#### WRITTEN TASK
Gather every line of the material below that contains the string "paper", and copy each of those lines in full.

[Object pointing dataset rows]
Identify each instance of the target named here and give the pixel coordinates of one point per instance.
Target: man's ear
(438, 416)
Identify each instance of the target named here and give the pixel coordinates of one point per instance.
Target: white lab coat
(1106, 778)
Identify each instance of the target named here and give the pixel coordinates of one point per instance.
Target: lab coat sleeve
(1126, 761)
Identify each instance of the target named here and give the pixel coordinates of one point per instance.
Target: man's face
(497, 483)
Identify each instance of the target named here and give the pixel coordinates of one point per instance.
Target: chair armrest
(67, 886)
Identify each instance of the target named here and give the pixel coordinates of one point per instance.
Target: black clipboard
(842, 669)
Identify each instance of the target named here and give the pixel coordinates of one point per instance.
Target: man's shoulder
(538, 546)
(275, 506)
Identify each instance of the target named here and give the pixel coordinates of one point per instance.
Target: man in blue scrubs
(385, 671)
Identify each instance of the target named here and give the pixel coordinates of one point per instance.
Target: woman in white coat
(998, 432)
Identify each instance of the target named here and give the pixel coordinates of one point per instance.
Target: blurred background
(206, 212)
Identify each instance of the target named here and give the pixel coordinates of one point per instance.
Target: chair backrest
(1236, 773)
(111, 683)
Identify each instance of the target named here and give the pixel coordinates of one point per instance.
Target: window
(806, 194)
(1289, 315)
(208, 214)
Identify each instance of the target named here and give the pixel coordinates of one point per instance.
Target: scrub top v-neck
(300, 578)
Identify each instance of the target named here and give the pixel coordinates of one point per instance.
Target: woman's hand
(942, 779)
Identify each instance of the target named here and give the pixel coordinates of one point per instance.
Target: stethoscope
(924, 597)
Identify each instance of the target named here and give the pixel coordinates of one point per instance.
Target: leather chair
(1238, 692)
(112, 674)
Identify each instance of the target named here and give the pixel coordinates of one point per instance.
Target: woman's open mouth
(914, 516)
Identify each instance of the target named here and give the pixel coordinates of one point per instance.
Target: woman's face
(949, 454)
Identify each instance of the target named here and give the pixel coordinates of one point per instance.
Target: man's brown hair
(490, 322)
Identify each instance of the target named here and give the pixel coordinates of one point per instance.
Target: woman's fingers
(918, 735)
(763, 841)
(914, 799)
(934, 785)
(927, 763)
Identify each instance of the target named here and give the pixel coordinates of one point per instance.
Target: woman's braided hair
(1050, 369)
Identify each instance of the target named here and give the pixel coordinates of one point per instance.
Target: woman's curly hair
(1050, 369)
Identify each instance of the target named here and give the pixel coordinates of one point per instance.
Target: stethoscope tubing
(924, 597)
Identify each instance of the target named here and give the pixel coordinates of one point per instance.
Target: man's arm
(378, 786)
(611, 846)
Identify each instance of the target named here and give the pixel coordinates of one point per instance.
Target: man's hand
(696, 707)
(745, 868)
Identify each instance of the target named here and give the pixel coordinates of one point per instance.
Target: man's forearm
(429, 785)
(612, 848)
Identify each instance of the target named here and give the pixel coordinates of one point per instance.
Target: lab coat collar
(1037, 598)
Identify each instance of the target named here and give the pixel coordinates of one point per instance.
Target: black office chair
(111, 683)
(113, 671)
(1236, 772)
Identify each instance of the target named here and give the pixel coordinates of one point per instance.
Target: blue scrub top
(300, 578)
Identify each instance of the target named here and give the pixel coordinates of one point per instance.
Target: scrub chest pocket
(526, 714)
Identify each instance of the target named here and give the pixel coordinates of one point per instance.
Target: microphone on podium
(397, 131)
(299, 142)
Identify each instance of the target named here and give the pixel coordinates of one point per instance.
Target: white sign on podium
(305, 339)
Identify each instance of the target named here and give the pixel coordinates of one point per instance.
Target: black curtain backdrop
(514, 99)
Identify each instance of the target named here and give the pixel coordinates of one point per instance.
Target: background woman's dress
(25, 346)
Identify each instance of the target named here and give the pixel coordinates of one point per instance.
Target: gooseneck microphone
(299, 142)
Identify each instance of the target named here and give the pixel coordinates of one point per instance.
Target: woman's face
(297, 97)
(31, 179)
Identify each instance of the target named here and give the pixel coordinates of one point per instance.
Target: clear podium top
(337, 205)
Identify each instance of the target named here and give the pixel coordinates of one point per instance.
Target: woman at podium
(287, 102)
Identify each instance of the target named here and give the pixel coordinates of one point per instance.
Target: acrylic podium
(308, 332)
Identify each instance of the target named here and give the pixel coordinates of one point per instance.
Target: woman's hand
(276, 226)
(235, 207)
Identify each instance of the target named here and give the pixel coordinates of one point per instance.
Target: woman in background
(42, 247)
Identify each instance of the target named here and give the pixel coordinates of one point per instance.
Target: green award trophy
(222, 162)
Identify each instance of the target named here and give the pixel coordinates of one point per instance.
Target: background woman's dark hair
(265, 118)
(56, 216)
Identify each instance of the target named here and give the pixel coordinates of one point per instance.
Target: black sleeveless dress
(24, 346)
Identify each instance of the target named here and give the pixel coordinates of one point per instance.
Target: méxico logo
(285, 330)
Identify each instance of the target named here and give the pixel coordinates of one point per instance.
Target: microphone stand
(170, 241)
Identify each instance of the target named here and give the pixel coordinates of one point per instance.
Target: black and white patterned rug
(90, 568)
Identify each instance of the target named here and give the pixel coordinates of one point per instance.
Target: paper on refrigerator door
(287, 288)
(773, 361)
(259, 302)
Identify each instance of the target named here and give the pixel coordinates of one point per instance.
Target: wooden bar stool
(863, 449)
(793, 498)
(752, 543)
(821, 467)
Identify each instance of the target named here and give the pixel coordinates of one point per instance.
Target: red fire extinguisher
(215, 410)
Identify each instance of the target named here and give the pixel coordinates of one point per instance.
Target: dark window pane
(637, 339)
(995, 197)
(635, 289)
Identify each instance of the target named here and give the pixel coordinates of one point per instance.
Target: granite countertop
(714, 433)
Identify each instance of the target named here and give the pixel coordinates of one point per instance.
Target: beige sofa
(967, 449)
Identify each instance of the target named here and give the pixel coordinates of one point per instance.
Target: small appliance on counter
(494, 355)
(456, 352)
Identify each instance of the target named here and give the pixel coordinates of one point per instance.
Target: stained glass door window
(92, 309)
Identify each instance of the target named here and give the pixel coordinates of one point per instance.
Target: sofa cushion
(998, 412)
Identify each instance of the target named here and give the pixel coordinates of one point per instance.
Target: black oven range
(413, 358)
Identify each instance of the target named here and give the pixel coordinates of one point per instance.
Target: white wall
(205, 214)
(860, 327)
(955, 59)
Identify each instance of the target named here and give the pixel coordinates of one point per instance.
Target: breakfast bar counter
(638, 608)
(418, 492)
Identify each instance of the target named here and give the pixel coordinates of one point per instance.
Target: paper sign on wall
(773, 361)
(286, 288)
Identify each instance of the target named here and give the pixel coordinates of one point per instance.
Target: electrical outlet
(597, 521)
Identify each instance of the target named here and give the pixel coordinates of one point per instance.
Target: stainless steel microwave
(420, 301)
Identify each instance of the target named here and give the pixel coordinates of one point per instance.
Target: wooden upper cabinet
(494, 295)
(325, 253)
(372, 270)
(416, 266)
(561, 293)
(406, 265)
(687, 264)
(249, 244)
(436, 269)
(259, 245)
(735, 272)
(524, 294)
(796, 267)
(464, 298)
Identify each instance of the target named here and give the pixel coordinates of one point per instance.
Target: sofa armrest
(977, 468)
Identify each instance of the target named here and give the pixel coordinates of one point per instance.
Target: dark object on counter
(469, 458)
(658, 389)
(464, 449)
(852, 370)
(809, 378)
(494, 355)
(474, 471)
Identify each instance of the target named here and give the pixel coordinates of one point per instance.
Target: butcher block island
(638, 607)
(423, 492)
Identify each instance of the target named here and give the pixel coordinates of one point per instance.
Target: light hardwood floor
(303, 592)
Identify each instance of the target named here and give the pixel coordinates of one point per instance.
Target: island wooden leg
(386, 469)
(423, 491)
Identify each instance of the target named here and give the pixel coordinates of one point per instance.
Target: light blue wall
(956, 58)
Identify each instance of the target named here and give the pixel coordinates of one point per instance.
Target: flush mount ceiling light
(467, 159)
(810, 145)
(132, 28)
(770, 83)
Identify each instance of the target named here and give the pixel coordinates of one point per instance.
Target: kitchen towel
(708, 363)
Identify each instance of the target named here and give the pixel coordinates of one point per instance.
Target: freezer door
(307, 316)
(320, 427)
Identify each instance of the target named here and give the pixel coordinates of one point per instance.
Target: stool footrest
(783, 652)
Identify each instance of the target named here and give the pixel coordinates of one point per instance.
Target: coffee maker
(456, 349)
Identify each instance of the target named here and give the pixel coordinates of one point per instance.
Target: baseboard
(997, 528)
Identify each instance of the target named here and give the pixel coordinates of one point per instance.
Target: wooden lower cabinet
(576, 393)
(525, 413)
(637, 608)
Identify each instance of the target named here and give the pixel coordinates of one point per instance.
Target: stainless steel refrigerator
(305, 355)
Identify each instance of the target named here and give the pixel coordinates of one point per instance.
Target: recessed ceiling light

#### ANSWER BELOW
Target: paper on refrigerator door
Target: paper sign on wall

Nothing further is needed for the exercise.